• [Problem to work on]:
Please copy out the article on "Don't Stop Now" below word for word, from its first line to its last.

Single by Crowded House

from the album Time on Earth
- Released: 16 June 2007 (Australia) 25 June 2007 (UK)
- Recorded: 2007
- Genre: Alternative rock
- Length: 3:57
- Label: Capitol
- Songwriter(s): Neil Finn
- Producer(s): Steve Lillywhite

Crowded House singles chronology
| "Not the Girl You Think You Are" (1996) | "Don't Stop Now" (2007) | "She Called Up" (2007) |

Music video
- "Don’t Stop Now" on YouTube

= Don't Stop Now =

"Don't Stop Now" is the first single from Crowded House's fifth studio album Time on Earth. It was released in Australia on 16 June 2007; in the United Kingdom, it was released digitally on 18 June 2007 and physically on 25 June 2007.

==Background==
"Don't Stop Now" was written by Neil Finn shortly after he and his wife, Sharon Finn, moved to Freshford near Bath, England. The influence of the song came as a result of Finn's wife driving and having difficulty navigating due to her vehicle's GPS system providing incorrect information. To compound her difficulty, this was her first time driving in this area of England, an area known for its narrow roads.

• [Provided information]:

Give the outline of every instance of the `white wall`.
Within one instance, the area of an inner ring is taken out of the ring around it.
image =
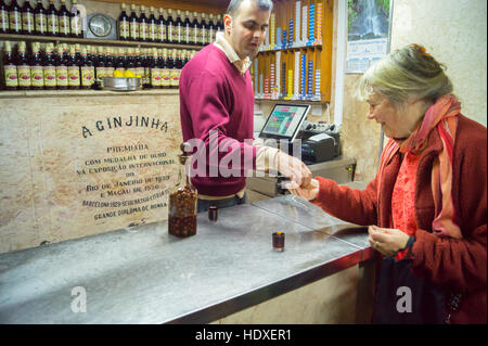
[[[487,1],[394,0],[391,50],[426,48],[444,63],[462,113],[487,125]]]

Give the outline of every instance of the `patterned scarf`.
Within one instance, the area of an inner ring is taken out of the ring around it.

• [Written answer]:
Single by Crowded House

from the album Time on Earth
- Released: 16 June 2007 (Australia) 25 June 2007 (UK)
- Recorded: 2007
- Genre: Alternative rock
- Length: 3:57
- Label: Capitol
- Songwriter(s): Neil Finn
- Producer(s): Steve Lillywhite

Crowded House singles chronology
| "Not the Girl You Think You Are" (1996) | "Don't Stop Now" (2007) | "She Called Up" (2007) |

Music video
- "Don’t Stop Now" on YouTube

= Don't Stop Now =

"Don't Stop Now" is the first single from Crowded House's fifth studio album Time on Earth. It was released in Australia on 16 June 2007; in the United Kingdom, it was released digitally on 18 June 2007 and physically on 25 June 2007.

==Background==
"Don't Stop Now" was written by Neil Finn shortly after he and his wife, Sharon Finn, moved to Freshford near Bath, England. The influence of the song came as a result of Finn's wife driving and having difficulty navigating due to her vehicle's GPS system providing incorrect information. To compound her difficulty, this was her first time driving in this area of England, an area known for its narrow roads.